• **Exercise prompt**:
Copy out every line in the records below that contains the word "ornate".

• **Material provided**:
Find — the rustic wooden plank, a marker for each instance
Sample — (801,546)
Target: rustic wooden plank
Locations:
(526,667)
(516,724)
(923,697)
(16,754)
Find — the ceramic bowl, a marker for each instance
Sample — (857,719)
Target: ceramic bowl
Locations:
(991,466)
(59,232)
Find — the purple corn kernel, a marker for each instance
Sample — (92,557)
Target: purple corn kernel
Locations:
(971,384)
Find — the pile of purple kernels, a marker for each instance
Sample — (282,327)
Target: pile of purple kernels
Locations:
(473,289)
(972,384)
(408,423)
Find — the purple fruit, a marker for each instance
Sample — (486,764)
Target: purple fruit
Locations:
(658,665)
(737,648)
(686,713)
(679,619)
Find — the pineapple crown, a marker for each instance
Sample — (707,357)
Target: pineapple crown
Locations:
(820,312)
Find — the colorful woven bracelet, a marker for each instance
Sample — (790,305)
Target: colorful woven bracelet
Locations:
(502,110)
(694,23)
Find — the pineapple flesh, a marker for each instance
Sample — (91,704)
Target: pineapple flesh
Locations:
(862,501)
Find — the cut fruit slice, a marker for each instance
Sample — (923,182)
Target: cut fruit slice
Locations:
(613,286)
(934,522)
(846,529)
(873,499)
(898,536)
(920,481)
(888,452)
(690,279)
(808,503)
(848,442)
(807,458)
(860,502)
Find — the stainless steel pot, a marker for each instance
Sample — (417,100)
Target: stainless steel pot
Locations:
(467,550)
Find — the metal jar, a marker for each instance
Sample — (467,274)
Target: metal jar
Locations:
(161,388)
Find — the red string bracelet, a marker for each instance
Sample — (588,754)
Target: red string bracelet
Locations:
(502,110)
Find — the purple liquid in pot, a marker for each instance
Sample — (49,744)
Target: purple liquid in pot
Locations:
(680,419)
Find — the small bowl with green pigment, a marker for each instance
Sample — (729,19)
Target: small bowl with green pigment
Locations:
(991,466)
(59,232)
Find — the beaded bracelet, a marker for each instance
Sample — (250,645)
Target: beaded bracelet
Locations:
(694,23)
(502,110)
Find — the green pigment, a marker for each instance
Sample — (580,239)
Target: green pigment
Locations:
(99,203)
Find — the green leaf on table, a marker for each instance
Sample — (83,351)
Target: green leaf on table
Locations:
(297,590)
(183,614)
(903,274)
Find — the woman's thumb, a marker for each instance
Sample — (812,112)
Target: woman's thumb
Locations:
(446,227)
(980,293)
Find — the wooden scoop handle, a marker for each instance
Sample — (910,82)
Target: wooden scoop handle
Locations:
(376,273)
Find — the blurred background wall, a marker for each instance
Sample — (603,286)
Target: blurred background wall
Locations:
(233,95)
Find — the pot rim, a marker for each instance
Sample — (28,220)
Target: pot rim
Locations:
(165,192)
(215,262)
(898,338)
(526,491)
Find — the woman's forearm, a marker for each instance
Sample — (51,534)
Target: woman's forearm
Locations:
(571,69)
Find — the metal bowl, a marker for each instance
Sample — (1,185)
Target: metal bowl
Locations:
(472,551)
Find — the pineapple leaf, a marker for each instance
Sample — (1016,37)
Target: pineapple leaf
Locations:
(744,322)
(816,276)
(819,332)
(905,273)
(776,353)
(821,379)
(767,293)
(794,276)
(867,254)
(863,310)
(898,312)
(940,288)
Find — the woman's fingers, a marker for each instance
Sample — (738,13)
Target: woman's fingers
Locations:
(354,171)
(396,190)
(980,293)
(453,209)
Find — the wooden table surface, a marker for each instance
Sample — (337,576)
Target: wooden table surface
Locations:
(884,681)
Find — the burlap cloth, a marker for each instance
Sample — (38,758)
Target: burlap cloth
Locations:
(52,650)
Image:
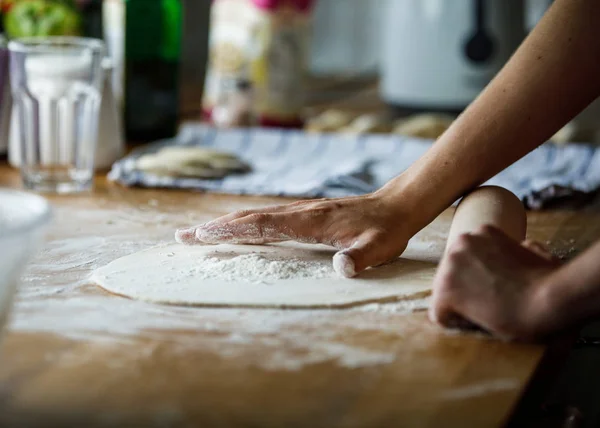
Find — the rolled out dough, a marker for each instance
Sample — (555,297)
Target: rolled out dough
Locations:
(186,275)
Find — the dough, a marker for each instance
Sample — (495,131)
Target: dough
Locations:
(368,124)
(329,121)
(429,126)
(281,275)
(182,161)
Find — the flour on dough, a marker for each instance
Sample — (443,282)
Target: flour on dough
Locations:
(281,275)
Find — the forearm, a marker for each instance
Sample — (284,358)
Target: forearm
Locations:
(553,76)
(571,295)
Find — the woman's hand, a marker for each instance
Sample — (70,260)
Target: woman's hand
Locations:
(492,281)
(367,230)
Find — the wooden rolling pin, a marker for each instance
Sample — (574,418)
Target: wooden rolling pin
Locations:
(489,205)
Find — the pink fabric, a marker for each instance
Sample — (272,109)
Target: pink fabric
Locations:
(302,5)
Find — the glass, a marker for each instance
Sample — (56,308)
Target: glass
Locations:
(56,84)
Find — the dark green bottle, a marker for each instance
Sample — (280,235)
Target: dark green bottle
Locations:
(144,40)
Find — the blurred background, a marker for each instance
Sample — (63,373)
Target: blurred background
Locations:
(361,66)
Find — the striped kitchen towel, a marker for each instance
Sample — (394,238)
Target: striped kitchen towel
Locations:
(300,165)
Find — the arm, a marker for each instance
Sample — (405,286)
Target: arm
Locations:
(571,295)
(553,75)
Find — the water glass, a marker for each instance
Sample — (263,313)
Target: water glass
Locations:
(57,85)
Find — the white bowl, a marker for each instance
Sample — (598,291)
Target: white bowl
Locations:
(23,218)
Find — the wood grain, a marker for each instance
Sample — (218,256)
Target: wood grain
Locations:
(199,374)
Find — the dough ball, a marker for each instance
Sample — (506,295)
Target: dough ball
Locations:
(428,126)
(329,121)
(368,124)
(198,162)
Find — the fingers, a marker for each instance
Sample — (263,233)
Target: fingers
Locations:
(243,213)
(369,250)
(209,230)
(256,228)
(539,249)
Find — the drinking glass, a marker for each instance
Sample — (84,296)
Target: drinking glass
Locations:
(57,85)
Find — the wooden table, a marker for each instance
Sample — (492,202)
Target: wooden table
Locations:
(76,356)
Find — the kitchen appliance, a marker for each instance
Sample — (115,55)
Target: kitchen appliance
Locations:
(5,98)
(439,54)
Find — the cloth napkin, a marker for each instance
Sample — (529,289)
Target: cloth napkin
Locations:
(301,165)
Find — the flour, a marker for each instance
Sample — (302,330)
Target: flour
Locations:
(258,268)
(55,298)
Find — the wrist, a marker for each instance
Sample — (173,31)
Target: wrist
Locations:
(397,199)
(551,305)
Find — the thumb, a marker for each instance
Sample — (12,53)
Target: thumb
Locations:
(367,251)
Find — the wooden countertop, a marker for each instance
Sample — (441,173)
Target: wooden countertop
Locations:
(74,355)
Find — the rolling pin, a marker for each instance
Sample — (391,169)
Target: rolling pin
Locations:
(489,205)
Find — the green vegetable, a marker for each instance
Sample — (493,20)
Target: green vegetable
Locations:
(42,18)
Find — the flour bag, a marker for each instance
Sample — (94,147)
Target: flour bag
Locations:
(261,44)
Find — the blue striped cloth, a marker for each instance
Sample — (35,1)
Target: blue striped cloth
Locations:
(296,164)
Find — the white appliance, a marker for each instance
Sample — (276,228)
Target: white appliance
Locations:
(5,98)
(440,54)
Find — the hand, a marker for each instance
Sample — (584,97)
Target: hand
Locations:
(492,281)
(366,230)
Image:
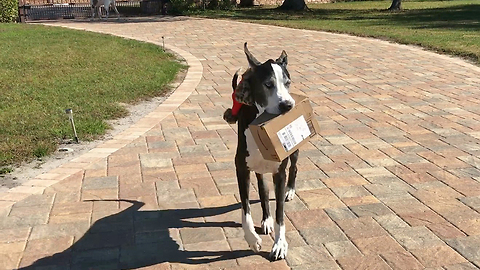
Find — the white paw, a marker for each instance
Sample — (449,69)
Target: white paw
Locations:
(289,194)
(254,241)
(279,250)
(267,225)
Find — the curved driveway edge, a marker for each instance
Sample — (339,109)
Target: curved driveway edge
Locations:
(77,165)
(392,182)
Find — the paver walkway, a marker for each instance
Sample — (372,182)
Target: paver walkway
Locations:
(391,183)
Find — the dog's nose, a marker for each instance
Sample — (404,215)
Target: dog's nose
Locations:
(285,106)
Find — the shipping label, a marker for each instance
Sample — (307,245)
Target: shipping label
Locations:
(294,133)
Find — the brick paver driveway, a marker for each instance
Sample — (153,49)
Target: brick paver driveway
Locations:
(391,183)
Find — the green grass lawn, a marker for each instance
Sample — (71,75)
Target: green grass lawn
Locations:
(451,27)
(45,70)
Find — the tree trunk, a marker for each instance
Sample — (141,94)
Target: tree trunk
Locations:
(396,5)
(293,5)
(246,3)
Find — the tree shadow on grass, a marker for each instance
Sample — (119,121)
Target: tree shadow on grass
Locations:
(132,239)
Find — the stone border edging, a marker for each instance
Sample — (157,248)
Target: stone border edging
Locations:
(38,184)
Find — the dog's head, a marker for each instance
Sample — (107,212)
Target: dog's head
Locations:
(266,85)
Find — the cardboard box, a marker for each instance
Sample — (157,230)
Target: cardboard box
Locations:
(279,136)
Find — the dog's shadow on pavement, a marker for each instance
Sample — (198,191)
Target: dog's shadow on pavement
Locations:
(132,239)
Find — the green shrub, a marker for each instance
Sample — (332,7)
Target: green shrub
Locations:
(8,10)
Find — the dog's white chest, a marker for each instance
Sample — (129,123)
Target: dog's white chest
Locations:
(255,160)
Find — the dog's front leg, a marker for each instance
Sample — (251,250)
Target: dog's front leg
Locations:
(292,175)
(252,238)
(280,246)
(267,220)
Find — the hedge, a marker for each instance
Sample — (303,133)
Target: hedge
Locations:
(8,10)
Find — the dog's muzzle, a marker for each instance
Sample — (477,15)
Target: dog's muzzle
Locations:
(285,106)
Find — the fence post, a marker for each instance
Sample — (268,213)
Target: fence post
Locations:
(21,11)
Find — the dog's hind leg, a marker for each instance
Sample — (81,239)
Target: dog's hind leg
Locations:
(280,246)
(252,238)
(292,175)
(267,220)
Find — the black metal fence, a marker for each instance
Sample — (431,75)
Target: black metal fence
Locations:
(30,12)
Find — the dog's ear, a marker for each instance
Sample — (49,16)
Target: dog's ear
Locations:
(282,60)
(243,93)
(252,61)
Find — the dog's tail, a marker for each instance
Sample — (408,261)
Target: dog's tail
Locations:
(228,114)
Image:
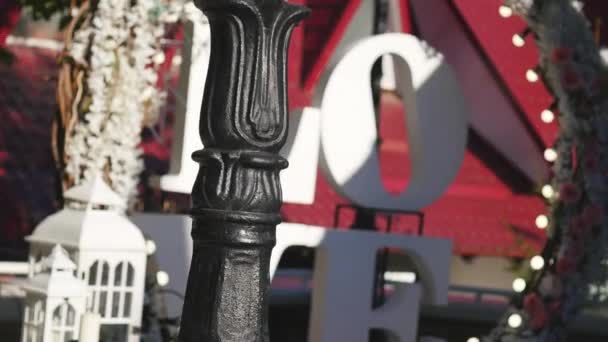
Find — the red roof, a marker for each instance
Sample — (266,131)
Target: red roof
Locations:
(487,206)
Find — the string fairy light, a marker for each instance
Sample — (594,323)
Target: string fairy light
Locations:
(550,155)
(515,321)
(542,221)
(519,39)
(519,285)
(505,11)
(532,75)
(547,116)
(537,262)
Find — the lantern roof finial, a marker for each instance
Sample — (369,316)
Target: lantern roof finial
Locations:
(59,260)
(95,192)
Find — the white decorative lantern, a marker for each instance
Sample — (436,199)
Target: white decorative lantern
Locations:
(54,302)
(109,251)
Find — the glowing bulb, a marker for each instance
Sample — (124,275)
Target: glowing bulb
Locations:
(531,76)
(515,321)
(150,247)
(542,221)
(505,11)
(177,60)
(547,116)
(550,155)
(162,278)
(159,58)
(519,285)
(518,40)
(548,191)
(537,262)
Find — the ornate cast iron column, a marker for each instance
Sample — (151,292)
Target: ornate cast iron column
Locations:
(237,194)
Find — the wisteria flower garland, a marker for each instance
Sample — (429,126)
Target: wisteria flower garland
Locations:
(119,48)
(577,249)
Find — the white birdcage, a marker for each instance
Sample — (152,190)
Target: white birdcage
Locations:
(109,252)
(54,302)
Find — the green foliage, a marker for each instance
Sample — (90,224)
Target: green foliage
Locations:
(44,9)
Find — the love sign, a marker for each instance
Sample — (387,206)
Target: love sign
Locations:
(342,130)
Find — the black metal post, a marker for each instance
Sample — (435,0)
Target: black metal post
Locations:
(237,193)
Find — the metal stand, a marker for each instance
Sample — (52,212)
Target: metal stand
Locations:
(237,193)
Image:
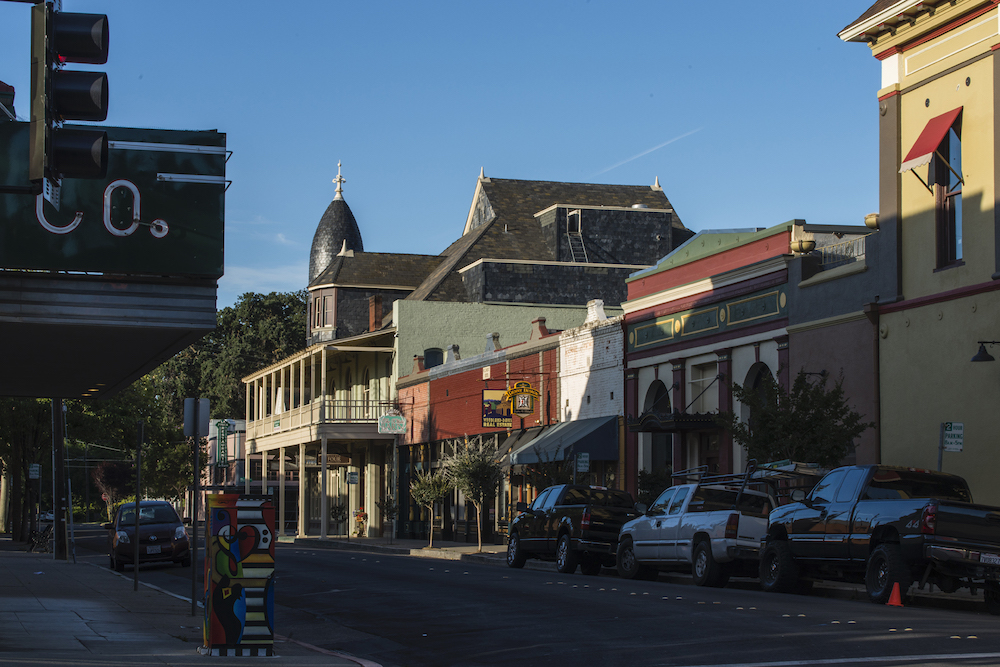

• **Answer in full**:
Find — the ornate cast iron column, a marker for each instance
Target: ornate cast iron column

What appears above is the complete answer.